EXTRAIT -
18. Argentine du nord – Quebrada Humahuaca
Mercredi 10 avril. Terminal du bus de Santiago. Démonter en partie les vélos, les protéger au maximum et partir négocier pour qu’ils partent avec nous. C’est pas gagné. Le préposé aux bagages ne veut pas en entendre parler, le chauffeur essaye de nous rassurer en souriant. A 5 minutes du départ, nous avons enfin le feu vert. Flo saute dans la soute et harnache nos montures. Puis c’est parti pour une nuit de bus avec passage de frontière à minuit.
Mendoza. Nous ne ferons pas la tournée des caves, ni même un petit tour sur la place centrale. Notre deuxième bus pour Salta part à midi. Lucas et Marion, que nous avions quitté à El Chalten, passent nous voir avant de sortir de la ville. Nous avons réussi à les rattraper ! En faisant plus de 2000 kilomètres en bus… Ils nous ont préparé des crêpes. C’est top !
Par contre c’est moins bien quand le chauffeur du bus pour Salta ne veut pas de nos vélos dans les soutes. Rien à faire, même si elles sont vides, même si il est bien noté sur le site internet de la compagnie que leurs bus peuvent prendre les vélos, il ne veut rien savoir et nous envoie vers le service de colis. Je monte dans le bus avec les enfants et tous les bagages et laisse Flo avec les quatre vélos en espérant qu’il n’y ait pas d’autres soucis…
Mendoza-Salta. Lignes droites. Maisons en terre, fours en terre, villages déglingues, pampa sèche aux pieds de la cordillère. Les poteaux électriques sont au sol. Soudain Célestin s’interroge “Mais il y a de l’eau ici ? » Des panneaux « Attention, vérifiez le niveau de l’eau avant de traverser ». Traverser quoi, le désert ?

DONNÉES FOURNIES -
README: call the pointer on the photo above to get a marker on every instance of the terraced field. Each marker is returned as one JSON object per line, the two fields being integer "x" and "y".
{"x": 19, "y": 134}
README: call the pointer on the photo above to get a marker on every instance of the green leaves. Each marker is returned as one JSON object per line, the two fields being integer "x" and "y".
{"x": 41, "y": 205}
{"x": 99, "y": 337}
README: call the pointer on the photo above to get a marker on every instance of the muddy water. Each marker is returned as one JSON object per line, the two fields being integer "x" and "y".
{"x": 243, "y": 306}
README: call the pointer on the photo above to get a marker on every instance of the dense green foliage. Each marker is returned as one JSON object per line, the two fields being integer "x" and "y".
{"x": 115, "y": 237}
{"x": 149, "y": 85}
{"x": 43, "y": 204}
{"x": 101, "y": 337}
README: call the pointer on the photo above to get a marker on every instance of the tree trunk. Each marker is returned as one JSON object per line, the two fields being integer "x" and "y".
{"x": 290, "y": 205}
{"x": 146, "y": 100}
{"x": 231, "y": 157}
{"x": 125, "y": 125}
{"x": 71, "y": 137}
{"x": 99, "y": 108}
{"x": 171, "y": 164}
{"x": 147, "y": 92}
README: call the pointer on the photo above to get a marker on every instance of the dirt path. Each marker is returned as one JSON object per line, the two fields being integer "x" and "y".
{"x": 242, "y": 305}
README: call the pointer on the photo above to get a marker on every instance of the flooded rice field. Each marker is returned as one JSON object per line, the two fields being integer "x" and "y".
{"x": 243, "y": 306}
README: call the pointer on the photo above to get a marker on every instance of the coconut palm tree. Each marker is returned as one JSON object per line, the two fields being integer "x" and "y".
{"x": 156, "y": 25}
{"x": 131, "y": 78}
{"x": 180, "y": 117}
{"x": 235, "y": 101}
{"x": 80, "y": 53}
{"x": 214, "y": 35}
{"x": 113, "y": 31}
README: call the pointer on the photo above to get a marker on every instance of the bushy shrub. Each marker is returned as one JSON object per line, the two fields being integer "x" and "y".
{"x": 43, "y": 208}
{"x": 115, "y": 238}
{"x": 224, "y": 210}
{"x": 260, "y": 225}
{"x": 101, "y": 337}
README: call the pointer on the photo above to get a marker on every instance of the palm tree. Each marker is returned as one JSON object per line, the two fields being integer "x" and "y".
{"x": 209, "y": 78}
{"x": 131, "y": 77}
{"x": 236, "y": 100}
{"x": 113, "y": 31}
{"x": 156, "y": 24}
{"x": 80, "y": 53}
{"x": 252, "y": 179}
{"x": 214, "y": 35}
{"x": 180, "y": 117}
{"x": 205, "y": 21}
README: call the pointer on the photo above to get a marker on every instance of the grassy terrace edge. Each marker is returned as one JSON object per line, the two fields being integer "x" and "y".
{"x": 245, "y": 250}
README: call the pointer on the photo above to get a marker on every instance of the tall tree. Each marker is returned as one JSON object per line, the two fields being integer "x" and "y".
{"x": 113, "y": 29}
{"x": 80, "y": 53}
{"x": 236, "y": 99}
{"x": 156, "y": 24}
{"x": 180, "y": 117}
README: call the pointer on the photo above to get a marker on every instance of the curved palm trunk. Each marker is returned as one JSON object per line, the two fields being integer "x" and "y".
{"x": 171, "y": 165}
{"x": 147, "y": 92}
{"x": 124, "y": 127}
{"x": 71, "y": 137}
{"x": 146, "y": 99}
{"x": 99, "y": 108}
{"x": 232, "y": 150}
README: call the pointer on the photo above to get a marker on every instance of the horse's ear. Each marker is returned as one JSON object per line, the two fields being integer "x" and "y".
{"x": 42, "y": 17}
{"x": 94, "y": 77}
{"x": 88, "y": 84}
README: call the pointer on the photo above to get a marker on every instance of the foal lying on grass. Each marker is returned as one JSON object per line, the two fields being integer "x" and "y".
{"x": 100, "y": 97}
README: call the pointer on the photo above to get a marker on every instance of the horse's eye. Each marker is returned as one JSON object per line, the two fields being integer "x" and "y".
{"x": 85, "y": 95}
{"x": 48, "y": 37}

CONSIGNE - Recopiez le passage du récit de voyage qui commence par « Mendoza. Nous ne » et se poursuit jusqu'à « C’est top ! », en remplaçant « crêpes » par « gaufres ».

RÉPONSE ATTENDUE -
Mendoza. Nous ne ferons pas la tournée des caves, ni même un petit tour sur la place centrale. Notre deuxième bus pour Salta part à midi. Lucas et Marion, que nous avions quitté à El Chalten, passent nous voir avant de sortir de la ville. Nous avons réussi à les rattraper ! En faisant plus de 2000 kilomètres en bus… Ils nous ont préparé des gaufres. C’est top !